» Input data
* * *

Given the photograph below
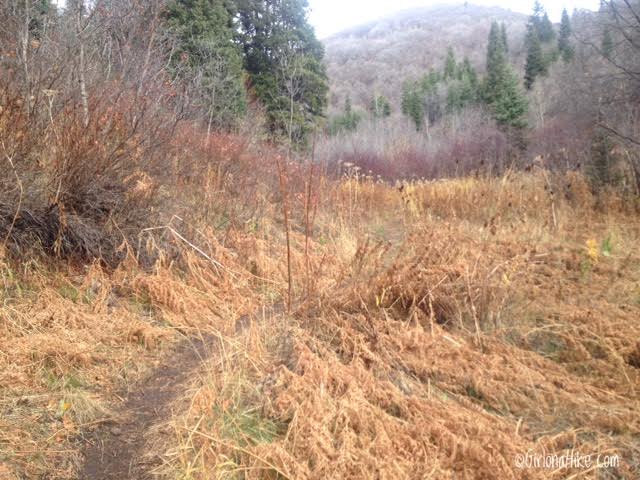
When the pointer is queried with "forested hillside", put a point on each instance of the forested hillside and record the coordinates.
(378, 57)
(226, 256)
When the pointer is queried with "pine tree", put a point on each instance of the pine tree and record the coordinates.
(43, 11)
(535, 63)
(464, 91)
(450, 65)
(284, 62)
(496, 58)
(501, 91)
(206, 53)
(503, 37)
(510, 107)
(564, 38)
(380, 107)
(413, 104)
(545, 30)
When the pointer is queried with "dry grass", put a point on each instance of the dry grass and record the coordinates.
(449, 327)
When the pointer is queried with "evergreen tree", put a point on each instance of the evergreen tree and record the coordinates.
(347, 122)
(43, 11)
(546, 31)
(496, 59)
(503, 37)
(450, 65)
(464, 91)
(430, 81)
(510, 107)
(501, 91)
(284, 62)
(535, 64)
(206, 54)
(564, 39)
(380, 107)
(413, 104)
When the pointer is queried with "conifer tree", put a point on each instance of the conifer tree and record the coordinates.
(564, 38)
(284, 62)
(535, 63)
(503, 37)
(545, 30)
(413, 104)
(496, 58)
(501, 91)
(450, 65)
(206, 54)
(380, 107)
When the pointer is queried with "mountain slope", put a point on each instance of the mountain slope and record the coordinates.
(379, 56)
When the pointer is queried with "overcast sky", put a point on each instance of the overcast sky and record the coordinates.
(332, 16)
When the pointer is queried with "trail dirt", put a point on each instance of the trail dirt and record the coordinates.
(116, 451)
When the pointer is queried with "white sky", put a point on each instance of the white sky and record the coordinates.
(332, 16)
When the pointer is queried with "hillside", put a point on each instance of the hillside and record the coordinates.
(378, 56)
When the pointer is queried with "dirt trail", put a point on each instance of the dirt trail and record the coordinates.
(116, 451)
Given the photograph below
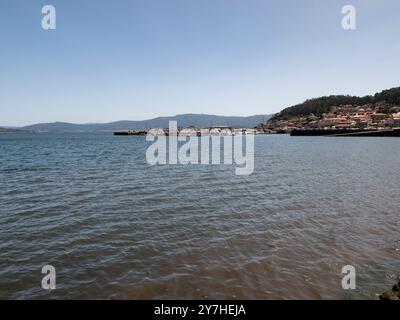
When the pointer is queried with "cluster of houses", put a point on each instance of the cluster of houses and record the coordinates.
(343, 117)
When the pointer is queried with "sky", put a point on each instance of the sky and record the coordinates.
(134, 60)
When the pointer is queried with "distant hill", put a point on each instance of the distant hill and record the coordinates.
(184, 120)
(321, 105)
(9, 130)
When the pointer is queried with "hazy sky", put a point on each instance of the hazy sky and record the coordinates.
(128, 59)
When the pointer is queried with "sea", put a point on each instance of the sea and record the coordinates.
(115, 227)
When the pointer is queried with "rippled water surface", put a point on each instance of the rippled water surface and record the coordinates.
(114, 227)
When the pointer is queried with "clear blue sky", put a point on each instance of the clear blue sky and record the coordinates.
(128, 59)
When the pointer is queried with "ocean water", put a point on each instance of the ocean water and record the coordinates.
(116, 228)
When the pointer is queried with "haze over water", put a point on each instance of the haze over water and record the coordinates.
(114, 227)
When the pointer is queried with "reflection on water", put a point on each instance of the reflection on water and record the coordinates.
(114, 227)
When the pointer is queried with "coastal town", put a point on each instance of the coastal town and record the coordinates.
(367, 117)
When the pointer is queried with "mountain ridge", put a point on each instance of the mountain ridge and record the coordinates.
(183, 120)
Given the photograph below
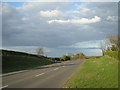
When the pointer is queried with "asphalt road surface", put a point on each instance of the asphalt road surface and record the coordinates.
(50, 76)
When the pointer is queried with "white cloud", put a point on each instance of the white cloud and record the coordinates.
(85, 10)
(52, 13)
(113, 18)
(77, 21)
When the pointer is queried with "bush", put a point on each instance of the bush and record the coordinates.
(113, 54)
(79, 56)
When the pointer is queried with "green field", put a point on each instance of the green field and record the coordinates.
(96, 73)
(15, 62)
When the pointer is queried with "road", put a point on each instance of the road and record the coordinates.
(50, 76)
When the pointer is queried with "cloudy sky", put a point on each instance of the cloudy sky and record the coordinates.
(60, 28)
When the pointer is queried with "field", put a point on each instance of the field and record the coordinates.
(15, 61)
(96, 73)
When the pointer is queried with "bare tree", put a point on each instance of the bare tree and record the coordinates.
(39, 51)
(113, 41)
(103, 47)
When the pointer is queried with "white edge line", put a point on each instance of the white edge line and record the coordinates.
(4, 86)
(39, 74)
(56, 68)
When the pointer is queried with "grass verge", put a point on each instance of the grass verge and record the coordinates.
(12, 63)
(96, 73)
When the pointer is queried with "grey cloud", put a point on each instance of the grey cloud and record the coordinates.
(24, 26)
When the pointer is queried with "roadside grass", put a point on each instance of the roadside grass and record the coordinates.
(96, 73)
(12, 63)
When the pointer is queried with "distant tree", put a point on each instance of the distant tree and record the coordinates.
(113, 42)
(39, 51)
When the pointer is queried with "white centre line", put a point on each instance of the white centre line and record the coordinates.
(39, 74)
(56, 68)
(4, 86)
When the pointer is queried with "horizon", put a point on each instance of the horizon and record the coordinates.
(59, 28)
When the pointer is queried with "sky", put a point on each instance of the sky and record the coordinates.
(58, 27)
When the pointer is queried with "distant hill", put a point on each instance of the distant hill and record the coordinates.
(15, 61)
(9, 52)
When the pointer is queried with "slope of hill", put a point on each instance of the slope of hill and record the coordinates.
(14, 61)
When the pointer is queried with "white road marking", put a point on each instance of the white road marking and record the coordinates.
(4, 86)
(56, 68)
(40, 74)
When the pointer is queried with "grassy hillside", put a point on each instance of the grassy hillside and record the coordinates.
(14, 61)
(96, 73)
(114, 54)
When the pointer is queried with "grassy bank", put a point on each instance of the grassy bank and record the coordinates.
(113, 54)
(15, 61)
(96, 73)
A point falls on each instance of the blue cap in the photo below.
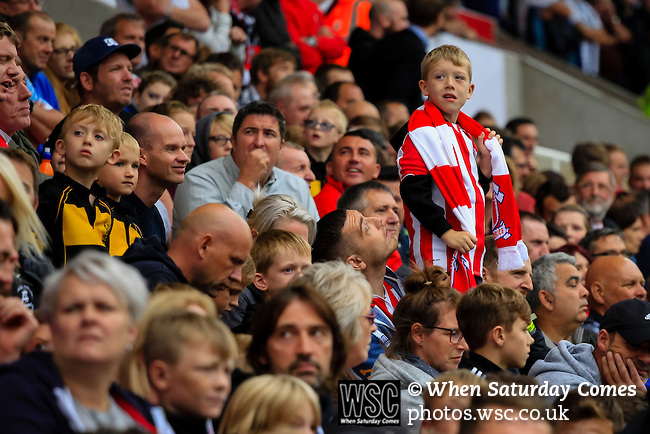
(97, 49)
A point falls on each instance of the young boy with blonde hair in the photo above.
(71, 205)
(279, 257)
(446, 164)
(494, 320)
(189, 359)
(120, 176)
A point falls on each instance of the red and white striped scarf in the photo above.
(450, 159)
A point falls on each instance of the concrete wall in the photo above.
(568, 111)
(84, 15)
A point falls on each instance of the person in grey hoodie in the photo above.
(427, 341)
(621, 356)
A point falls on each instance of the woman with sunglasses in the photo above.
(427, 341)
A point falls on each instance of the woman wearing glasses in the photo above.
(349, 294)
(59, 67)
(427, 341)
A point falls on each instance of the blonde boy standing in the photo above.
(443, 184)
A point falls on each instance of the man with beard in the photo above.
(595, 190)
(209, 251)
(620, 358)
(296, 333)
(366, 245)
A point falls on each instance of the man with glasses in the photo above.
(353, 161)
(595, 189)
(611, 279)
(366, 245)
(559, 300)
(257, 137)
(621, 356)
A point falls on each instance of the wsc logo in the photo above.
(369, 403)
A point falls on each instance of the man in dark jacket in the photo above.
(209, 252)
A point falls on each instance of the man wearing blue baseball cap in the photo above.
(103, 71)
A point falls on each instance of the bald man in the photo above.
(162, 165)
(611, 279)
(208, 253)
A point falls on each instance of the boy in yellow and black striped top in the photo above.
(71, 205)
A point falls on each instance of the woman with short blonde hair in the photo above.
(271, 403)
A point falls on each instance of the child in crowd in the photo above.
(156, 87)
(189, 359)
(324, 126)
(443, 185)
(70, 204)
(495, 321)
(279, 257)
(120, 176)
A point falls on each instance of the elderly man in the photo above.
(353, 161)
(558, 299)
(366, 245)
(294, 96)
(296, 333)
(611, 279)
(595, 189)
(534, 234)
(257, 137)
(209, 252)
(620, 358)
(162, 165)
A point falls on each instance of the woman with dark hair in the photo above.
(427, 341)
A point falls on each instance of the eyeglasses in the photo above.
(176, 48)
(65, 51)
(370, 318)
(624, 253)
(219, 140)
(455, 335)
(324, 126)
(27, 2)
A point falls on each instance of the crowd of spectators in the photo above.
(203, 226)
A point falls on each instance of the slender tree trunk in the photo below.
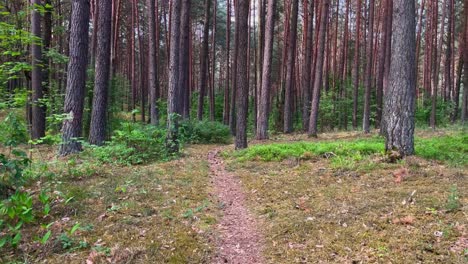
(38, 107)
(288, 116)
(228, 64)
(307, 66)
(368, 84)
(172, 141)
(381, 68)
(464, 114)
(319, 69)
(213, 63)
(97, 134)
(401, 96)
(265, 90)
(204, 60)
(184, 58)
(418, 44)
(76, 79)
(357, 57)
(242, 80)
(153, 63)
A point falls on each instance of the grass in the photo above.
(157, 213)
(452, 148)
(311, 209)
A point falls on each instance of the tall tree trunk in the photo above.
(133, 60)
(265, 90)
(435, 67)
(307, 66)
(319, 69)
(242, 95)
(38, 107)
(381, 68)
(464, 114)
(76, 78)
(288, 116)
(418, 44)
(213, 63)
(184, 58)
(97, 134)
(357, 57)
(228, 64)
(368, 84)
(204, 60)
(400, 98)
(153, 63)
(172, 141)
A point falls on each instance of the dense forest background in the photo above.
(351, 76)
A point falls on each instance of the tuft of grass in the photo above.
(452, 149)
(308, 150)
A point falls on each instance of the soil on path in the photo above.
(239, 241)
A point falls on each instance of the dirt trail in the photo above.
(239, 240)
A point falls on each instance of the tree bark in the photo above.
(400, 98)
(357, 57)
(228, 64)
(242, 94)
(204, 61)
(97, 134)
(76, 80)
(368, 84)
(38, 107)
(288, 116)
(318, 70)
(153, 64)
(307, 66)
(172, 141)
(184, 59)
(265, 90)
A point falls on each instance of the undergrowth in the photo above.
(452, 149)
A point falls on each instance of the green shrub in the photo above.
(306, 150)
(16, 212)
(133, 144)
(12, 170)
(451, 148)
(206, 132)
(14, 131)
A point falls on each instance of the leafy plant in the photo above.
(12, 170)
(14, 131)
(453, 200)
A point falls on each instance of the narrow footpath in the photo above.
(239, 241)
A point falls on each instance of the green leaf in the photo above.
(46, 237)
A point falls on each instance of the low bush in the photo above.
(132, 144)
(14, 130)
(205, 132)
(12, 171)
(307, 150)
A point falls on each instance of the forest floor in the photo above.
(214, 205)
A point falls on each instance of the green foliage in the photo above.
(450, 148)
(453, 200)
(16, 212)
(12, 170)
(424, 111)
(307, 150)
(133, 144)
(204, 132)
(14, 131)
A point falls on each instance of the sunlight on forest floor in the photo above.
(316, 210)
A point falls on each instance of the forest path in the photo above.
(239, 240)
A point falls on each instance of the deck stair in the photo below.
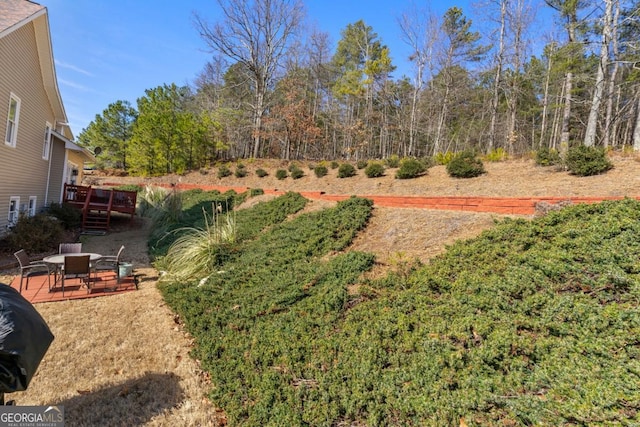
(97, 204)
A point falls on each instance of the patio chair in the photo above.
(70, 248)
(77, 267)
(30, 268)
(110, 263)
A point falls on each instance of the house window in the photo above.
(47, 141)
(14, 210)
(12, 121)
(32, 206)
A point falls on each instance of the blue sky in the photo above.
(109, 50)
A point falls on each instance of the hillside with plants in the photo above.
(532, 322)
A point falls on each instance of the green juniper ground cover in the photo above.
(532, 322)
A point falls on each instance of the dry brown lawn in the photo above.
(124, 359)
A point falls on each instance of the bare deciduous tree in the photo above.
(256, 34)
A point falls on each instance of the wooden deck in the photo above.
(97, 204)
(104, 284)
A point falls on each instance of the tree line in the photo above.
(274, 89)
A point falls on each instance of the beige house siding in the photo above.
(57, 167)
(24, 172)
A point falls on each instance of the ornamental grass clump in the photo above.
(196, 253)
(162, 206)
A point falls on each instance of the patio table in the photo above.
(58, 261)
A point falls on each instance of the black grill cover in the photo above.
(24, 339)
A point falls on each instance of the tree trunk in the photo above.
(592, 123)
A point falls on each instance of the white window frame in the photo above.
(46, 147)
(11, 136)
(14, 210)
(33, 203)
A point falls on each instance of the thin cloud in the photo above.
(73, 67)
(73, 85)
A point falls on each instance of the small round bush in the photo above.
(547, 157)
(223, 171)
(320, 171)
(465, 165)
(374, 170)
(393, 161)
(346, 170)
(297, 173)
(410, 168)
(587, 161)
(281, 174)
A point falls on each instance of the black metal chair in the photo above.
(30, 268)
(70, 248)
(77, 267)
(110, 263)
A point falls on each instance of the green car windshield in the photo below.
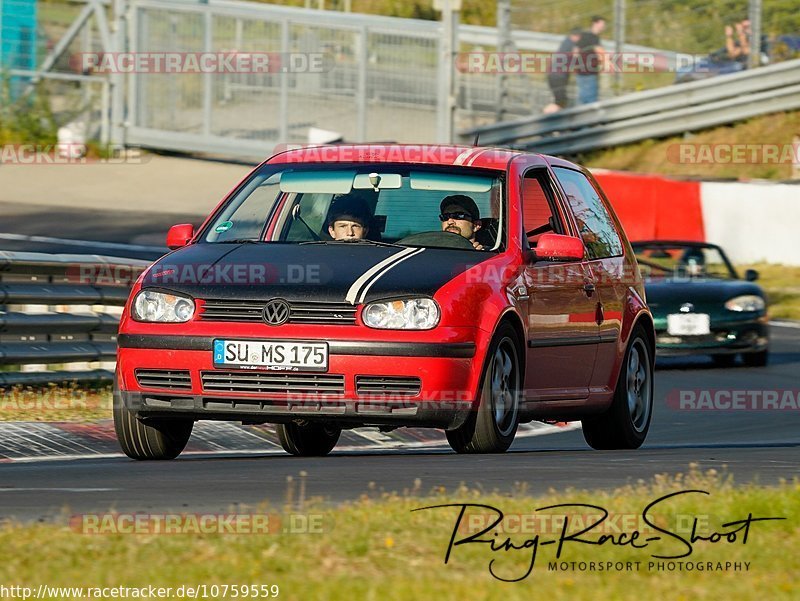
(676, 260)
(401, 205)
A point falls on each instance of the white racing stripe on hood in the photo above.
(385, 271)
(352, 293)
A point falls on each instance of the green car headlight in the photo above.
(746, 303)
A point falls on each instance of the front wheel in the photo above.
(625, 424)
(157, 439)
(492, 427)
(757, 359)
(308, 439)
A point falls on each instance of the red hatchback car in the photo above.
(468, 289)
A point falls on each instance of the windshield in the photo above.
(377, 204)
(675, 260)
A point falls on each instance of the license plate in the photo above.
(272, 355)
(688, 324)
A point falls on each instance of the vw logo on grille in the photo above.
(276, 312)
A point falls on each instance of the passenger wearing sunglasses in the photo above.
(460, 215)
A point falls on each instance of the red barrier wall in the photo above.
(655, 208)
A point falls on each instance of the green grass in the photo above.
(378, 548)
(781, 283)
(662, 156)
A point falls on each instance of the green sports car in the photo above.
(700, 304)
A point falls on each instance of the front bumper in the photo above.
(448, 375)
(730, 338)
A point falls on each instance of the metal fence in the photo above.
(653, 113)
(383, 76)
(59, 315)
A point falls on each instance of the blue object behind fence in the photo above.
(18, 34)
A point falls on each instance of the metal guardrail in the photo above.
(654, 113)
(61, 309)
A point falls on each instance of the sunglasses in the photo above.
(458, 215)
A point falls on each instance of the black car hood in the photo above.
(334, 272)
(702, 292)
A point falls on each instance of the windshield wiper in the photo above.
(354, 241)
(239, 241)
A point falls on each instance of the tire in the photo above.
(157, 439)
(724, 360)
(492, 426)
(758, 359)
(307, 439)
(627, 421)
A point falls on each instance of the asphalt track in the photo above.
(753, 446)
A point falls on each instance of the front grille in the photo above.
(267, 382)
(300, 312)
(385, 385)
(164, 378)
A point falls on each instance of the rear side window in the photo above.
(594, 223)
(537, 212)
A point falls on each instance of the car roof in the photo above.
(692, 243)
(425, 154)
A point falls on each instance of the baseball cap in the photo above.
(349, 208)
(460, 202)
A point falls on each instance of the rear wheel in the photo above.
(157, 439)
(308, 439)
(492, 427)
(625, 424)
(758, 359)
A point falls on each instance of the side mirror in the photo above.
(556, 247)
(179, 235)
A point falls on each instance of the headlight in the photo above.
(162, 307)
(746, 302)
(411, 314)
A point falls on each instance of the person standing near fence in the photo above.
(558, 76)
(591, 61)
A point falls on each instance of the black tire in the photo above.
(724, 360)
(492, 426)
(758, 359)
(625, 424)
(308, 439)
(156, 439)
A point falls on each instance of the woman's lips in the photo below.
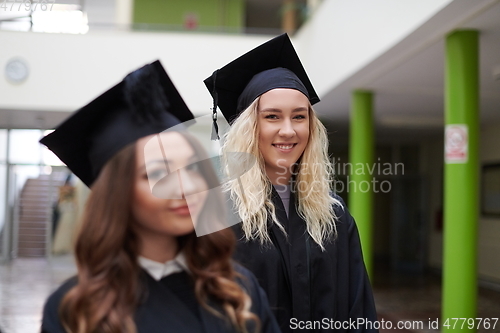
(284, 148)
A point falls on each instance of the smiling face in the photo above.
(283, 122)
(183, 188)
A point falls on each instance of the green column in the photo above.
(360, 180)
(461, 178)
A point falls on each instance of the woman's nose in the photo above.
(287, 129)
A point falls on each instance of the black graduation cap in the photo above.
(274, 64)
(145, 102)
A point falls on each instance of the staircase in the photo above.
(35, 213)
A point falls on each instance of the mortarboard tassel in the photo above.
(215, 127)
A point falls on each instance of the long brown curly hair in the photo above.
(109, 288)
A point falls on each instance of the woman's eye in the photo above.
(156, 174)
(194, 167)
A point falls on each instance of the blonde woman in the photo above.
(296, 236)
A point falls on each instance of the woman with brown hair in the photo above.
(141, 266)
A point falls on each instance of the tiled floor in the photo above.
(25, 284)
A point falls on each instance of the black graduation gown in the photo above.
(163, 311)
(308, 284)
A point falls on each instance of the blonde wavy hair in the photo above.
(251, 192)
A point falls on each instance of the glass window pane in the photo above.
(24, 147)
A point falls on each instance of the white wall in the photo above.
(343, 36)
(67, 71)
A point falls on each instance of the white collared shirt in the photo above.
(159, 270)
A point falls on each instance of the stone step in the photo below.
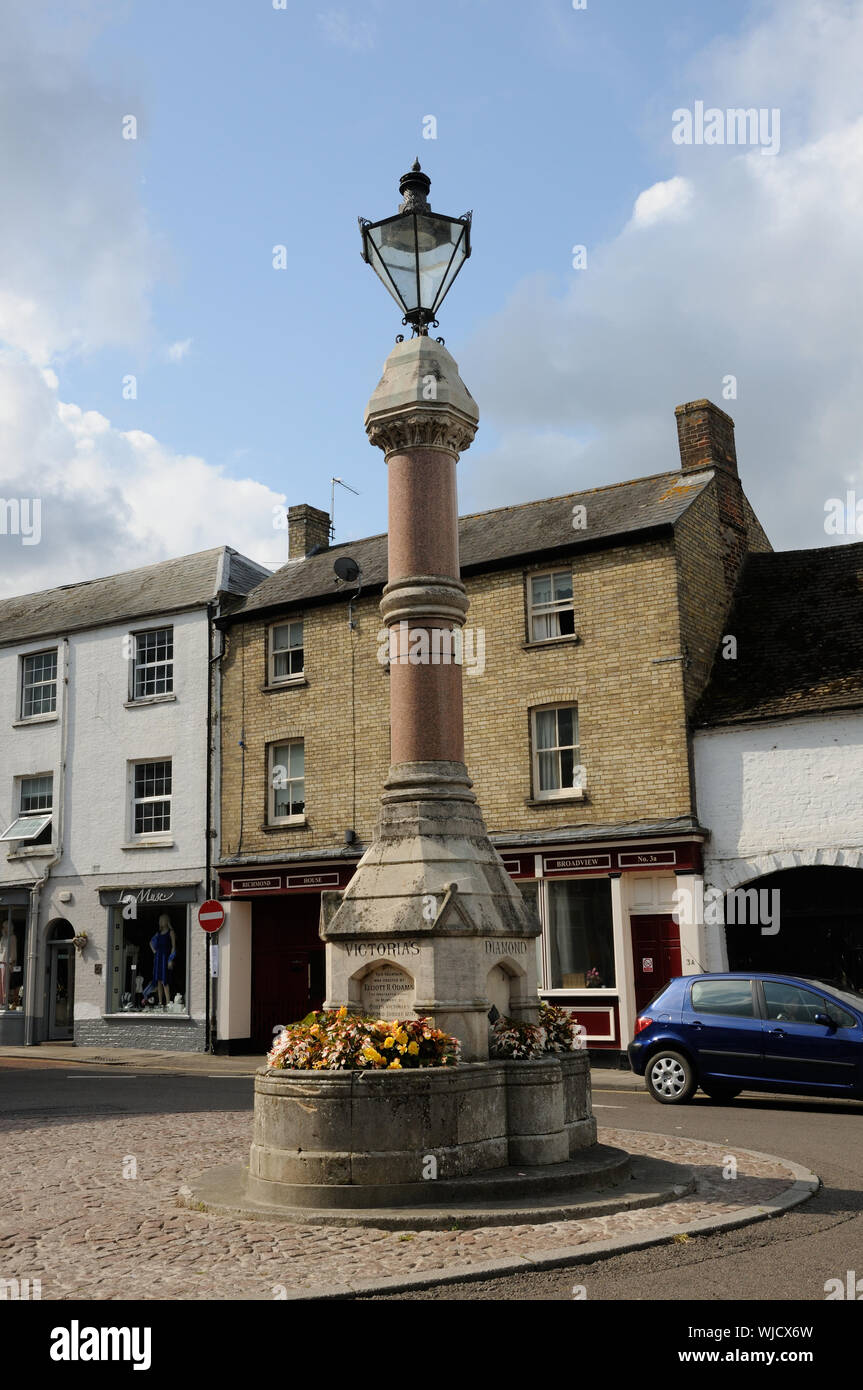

* * *

» Assigned task
Everything from the line with "A point falls on each instance of the black graduation gown" through the end of the records is to be repeated exactly. The pictures are not.

» Written solution
A point falls on each instance of the black graduation gown in the photo above.
(163, 311)
(308, 284)
A point falls on each instance of the blonde wavy hair in the photo above.
(251, 192)
A point falls on each instance of the glass window pane in the photo above.
(24, 147)
A point falls on each instance of the white wall in the photo above.
(343, 36)
(67, 71)
A point falls on each instance of the white collared shirt in the photo above.
(159, 270)
A point falls on each instance of the stone step in the photo below.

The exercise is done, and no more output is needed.